Image-grounded pointing data
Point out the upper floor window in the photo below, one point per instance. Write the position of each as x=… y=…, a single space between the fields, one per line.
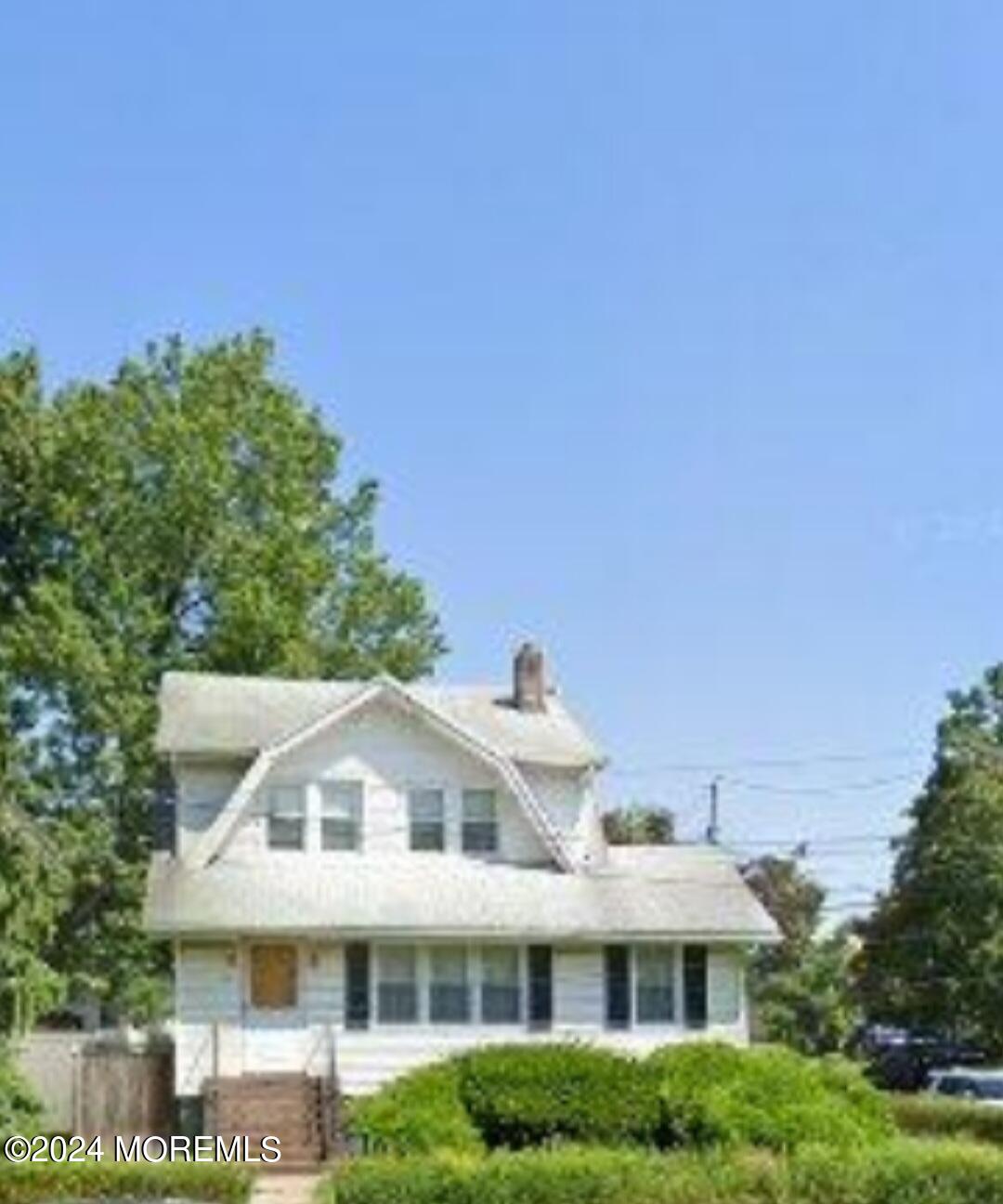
x=397 y=985
x=426 y=809
x=341 y=816
x=480 y=822
x=287 y=818
x=655 y=976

Exercise prompt: Each line of the data above should be reproduced without alteration, and no picture should appear in the copy.

Written solution:
Point out the upper floor window in the photo below, one point per instance. Write the position of each as x=… y=…, a single space between the fields, one per line.
x=397 y=985
x=426 y=809
x=341 y=816
x=480 y=822
x=287 y=818
x=655 y=976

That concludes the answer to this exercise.